#### [Problem to work on]
Copy out all of the following entries word for word, keeping every line unchanged.

#### [Excerpts from a pointing dataset]
+ + + + + + +
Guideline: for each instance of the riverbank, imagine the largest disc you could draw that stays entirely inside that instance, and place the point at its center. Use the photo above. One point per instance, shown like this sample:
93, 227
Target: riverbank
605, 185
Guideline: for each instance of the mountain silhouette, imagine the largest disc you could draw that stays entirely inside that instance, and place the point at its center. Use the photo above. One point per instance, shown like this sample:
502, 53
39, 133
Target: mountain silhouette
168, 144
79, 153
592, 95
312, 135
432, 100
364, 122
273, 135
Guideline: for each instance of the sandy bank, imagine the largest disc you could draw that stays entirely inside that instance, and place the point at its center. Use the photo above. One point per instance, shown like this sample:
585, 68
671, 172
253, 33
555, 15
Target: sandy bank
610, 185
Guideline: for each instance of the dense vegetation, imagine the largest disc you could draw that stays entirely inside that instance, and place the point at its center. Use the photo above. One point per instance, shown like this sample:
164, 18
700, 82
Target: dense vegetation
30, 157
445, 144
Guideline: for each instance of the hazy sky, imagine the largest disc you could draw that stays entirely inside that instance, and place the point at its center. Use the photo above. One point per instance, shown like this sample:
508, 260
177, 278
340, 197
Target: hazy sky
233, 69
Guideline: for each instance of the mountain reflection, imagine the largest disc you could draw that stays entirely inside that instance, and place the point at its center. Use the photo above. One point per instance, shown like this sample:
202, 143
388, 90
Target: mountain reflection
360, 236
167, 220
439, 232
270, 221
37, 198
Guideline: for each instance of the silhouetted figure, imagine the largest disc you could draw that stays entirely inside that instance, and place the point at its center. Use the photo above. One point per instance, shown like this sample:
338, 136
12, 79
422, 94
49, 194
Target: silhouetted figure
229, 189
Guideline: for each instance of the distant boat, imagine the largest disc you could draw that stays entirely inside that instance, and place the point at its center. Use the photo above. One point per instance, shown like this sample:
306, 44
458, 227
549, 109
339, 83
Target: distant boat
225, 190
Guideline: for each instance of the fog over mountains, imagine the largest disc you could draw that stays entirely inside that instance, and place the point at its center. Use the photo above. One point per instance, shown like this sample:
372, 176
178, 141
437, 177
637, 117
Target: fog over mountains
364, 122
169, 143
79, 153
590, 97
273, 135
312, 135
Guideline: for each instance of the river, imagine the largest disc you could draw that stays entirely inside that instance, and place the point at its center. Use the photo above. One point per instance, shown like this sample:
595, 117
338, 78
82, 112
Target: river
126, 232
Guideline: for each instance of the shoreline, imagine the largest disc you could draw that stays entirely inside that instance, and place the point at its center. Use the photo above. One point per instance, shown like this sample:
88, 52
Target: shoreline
+ + + + + + +
#### [Task response]
Guideline: for each instance of the riverbank, imagine the largest disc you could draw that stays entirely inside that instance, and place the point at its center. Use the photo above. One point per instance, shown like this sample:
93, 227
Target: riverbank
605, 185
Guideline: for each instance of the mountain silhouette, imagine the largest disc you could draw that stays entirely inside that instance, and place the point at its center. Use the photo above. One point per instance, shown like this sample:
502, 53
39, 133
Target: mountain silhouette
168, 144
79, 153
592, 95
312, 135
432, 100
364, 122
273, 135
Guideline: for each instance of the sandy bank, imagine the largest disc you could draw that stays entirely inside that instance, and place the point at its center. Use the photo above. One point per instance, shown like this sample:
585, 68
671, 172
253, 33
555, 15
Target: sandy bank
610, 185
Guideline: for each instance of the dense vegetation, imagine the largest disc you could draw that stays entirely inside that instance, and place the point at its center. Use the photo above. One point per instance, shown like this sample:
164, 18
700, 82
Target: dense vegetation
30, 157
445, 144
Guideline: for each instance of the hazy sky, imagine the largest disc you could draw that stays entirely inside that instance, and place the point at its center. Use the photo above. One point per instance, shown like this sample:
508, 260
177, 278
340, 197
Target: hazy sky
233, 69
Guideline: for each instance of the mountain reflection, imagine the largest disc you could draw that stays entirely inside that instance, and place the point at its center. Use the photo above. One point per instance, shown like this sample:
202, 143
388, 90
Target: mountain reflection
360, 236
167, 220
439, 232
270, 221
37, 198
Guideline: for each instance of the silhouetted figure, imagine the largest disc you could draw that stays entirely inside that instance, and place the point at its center. Use the photo above. One point per instance, shown like this sample:
338, 136
12, 79
422, 94
49, 194
Target: silhouetted figure
229, 189
Guideline: for each instance of the distant boat, imagine the largest disc you could draw that stays entirely inside that instance, and place the point at its center. Use the photo above. One point per instance, shown like this sample:
306, 44
458, 227
549, 109
339, 83
Target: distant boat
225, 190
Guideline: for each instance of the fog over mountains, imagine the largest disc you could draw that stays entirely inside that instance, and place the point at its center. Use the photo above. One point per instance, shown like this sample:
372, 176
178, 141
437, 177
637, 117
Target: fog over mountains
364, 122
169, 143
79, 153
590, 97
273, 135
312, 135
Guideline: for each instance of the river, imagine the largest disc you could draw that stays entirely inside that instance, and place the point at its center. Use the photo above. One point per instance, shown like this sample:
595, 117
338, 78
82, 112
Target: river
126, 232
Guideline: for each instance of the shoreline, imagine the largest disc you could draw that stays entirely inside that instance, and place the point at its center. Use the photo above. One point per instance, shown like this sample:
88, 52
Target: shoreline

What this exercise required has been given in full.